-------- Trecho

Em 1996, projeto de lei do governo Fernando Henrique Cardoso, na esteira
do projeto apresentado pelo deputado Hélio Bicudo, (transferindo a competência
para julgar homicídios dolosos dessas cortes policiais para o judiciário
civil) foi aprovado pelo Congresso Nacional- fazendo que toda a extensa série
de massacres cometidos pelas polícias militares estejam sendo hoje
submetidas ao tribunal do júri.
Rule of Law Policing[25]
Cada
cidadão entra em contato com o aparelho de governo - os legisladores, o
executivo, os tribunais - através da mediação da burocracia e no caso
preciso do sistema judicial através dos operadores da violência do
Estado, como a polícia. Não há nenhuma dúvida que os valores democráticos
devem estar refletidos no policiamento e na governabilidade. A própria noção
da forma de policiamento pode ela própria contribuir para a formação de
uma cultura democrática.

----------------
-------- Seção de dados

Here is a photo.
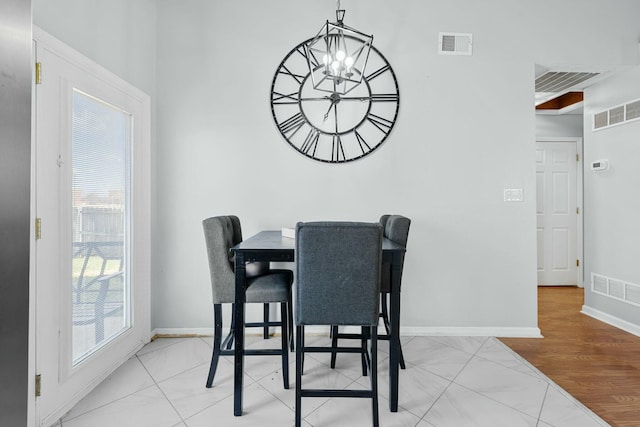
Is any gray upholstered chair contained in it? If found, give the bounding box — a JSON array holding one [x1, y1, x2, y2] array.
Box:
[[331, 215, 411, 369], [202, 216, 293, 388], [294, 222, 382, 427]]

----------------

- [Exercício proposto 1]: Reescreva a parte do trecho que começa com as palavras que contêm "Em 1996, projeto" e termina em "tribunal do júri.", trocando "Congresso Nacional" por "Parlamento".
- [Exercício proposto 2]:
Responda às perguntas com base no trecho:
(a) Em que ano o projeto de lei foi aprovado?
(b) Qual deputado apresentou o projeto que serviu de base ao do governo?
(c) A que tribunal os massacres cometidos pelas polícias militares estão sendo submetidos?
- [Exercício proposto 3]:
Indique se cada afirmação está de acordo com o trecho:
(a) O projeto transferia o julgamento de homicídios dolosos para o judiciário civil.
(b) O trecho diz haver dúvida sobre se os valores democráticos devem se refletir no policiamento.
(c) O cidadão entra em contato com o aparelho de governo sem nenhuma mediação.

- [Resposta final 1]:
Em 1996, projeto de lei do governo Fernando Henrique Cardoso, na esteira
do projeto apresentado pelo deputado Hélio Bicudo, (transferindo a competência
para julgar homicídios dolosos dessas cortes policiais para o judiciário
civil) foi aprovado pelo Parlamento- fazendo que toda a extensa série
de massacres cometidos pelas polícias militares estejam sendo hoje
submetidas ao tribunal do júri.

- [Resposta final 2]:
(a) Em 1996.
(b) O deputado Hélio Bicudo.
(c) Ao tribunal do júri.

- [Resposta final 3]:
(a) Sim: "transferindo a competência para julgar homicídios dolosos dessas cortes policiais para o judiciário civil".
(b) Não: "Não há nenhuma dúvida que os valores democráticos devem estar refletidos no policiamento e na governabilidade."
(c) Não: "através da mediação da burocracia".